• ENUNCIADO 1
Responda con base en el fragmento:
(a) ¿Qué genocidio negaba Bernard Lewis?
(b) ¿En qué ciudad se celebró la conferencia internacional sobre el genocidio de la que se retiraron Elie Wiesel y Arthur Hertzberg?
(c) ¿Qué eliminó prácticamente el Consejo del Holocausto de EEUU en el Museo Conmemorativo del Holocausto de Washington?

Ahora bien, a Bernard Lewis sí puede considerársele un destacado representante de la corriente negacionista del Holocausto. Hasta el punto de que un tribunal francés le declaró culpable de negarse a aceptar que se había producido un genocidio. Mas el genocidio cuya existencia negaba Lewis era el de los armenios cometido por los turcos durante la Primera Guerra Mundial, y no el genocidio nazi de los judíos; además, Lewis es partidario del Estado de Israel. Este tipo de negación del holocausto no despierta ninguna animosidad en los Estados Unidos. Turquía es aliada de Israel, y eso atenúa aún más cualquier cargo en su contra. Por lo tanto, mencionar el genocidio armenio es tabú. Elie Wiesel y el rabino Arthur Hertzberg, así como el CJA y el Yad Vashem, se retiraron de una conferencia internacional sobre el genocidio celebrada en Tel Aviv porque sus organizadores incluyeron en el programa sesiones sobre el caso armenio. Wiesel llegó incluso a tratar de boicotear la conferencia por su cuenta y riesgo y, según Yehuda Bauer, intentó convencer a otras personas para que no asistieran. Actuando a instancias de Israel, el Consejo del Holocausto de EEUU eliminó prácticamente toda referencia a los armenios en el Museo Conmemorativo del Holocausto de Washington, y los grupos de presión judíos del Congreso impidieron que se celebrara una jornada en recuerdo del genocidio armenio.

• ENUNCIADO 2
Extraiga de las entradas cada línea que contenga la palabra "shirt".

• DATOS DEL EJERCICIO
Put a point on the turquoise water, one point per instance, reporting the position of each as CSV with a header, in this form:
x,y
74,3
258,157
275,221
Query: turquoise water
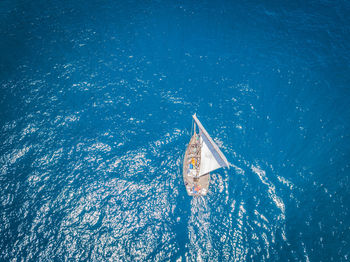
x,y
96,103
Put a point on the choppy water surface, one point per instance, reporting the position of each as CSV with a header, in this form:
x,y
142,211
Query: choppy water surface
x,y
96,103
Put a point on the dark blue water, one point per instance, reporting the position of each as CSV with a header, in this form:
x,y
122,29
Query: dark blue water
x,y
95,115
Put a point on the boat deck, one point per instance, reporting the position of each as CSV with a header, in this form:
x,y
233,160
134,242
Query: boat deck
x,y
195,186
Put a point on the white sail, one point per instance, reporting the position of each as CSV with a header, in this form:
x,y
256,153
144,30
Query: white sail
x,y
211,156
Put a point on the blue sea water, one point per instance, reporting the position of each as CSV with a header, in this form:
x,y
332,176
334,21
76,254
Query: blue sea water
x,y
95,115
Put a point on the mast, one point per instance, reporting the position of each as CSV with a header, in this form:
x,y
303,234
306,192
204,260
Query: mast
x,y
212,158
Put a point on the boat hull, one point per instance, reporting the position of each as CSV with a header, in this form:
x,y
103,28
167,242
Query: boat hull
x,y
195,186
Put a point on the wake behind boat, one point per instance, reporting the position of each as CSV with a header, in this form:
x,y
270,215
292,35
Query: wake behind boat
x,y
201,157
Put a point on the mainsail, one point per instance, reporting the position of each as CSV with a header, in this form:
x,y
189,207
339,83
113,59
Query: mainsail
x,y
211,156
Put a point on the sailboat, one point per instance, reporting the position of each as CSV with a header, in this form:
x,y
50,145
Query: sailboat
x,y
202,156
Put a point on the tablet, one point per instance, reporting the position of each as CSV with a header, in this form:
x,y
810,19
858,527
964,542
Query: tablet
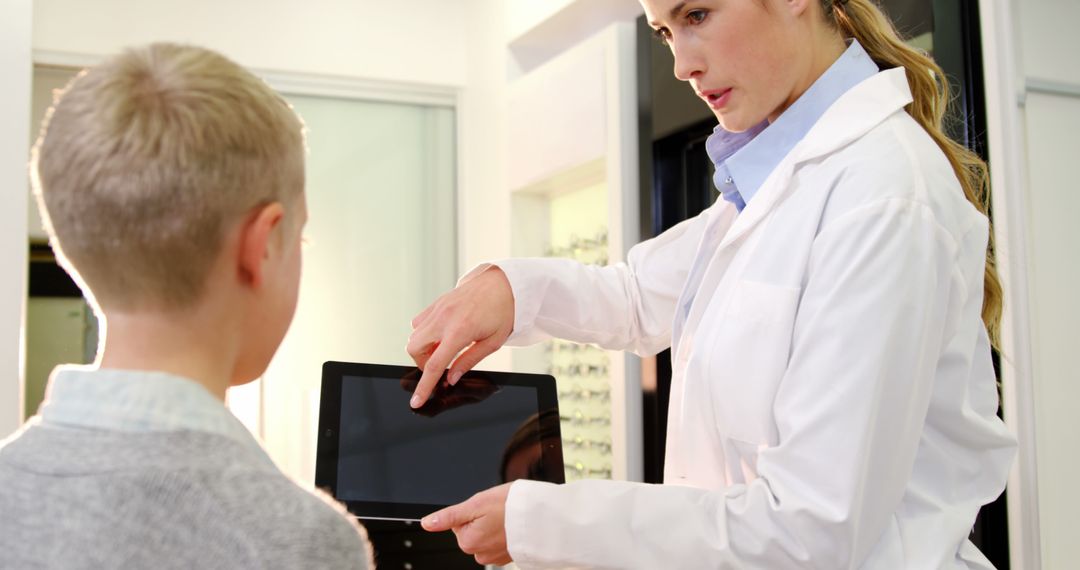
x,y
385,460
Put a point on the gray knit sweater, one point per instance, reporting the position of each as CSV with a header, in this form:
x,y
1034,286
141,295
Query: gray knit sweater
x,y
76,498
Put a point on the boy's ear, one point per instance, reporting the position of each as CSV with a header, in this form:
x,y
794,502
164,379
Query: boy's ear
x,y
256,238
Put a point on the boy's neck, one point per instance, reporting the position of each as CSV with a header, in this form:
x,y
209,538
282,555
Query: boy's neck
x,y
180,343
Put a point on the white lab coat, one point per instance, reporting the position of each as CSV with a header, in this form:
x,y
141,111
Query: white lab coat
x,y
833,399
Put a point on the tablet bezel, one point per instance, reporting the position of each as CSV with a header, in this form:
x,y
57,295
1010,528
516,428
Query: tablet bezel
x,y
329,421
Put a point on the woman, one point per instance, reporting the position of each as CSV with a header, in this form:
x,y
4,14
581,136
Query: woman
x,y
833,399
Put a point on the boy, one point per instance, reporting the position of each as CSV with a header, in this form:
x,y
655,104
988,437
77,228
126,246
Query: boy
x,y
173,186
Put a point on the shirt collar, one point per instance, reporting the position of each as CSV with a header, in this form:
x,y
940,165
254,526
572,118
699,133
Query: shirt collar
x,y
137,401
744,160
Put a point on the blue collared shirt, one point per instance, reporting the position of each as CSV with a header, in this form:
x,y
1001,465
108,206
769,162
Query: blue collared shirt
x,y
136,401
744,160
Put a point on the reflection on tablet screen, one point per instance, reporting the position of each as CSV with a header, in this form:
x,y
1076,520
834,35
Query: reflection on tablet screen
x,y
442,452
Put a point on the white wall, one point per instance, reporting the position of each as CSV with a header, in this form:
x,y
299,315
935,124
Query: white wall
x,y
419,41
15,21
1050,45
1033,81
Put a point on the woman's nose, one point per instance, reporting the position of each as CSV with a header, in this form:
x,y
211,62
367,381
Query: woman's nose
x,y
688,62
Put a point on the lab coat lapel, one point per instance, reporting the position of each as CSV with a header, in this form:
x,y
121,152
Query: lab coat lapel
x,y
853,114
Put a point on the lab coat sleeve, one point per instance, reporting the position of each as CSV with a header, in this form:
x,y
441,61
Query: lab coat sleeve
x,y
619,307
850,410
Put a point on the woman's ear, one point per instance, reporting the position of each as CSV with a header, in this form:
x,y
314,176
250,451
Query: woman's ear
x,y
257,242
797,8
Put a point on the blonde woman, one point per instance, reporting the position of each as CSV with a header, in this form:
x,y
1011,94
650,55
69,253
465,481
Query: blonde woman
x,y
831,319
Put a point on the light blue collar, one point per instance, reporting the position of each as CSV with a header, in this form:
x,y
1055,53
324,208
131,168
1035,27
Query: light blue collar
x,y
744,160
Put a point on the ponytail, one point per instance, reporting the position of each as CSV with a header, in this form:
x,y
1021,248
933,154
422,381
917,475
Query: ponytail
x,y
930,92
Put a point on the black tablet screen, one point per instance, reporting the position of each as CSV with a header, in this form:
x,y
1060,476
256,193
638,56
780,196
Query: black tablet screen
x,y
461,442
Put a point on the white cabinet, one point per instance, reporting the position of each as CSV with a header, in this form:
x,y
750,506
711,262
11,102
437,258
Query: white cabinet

• SOLUCIÓN 1
(a) El genocidio de los armenios cometido por los turcos durante la Primera Guerra Mundial.
(b) En Tel Aviv.
(c) Toda referencia a los armenios.

• SOLUCIÓN 2
Put a point on the shirt collar, one point per instance, reporting the position of each as CSV with a header, in this form:
Query: shirt collar
Put a point on the blue collared shirt, one point per instance, reporting the position of each as CSV with a header, in this form:
Query: blue collared shirt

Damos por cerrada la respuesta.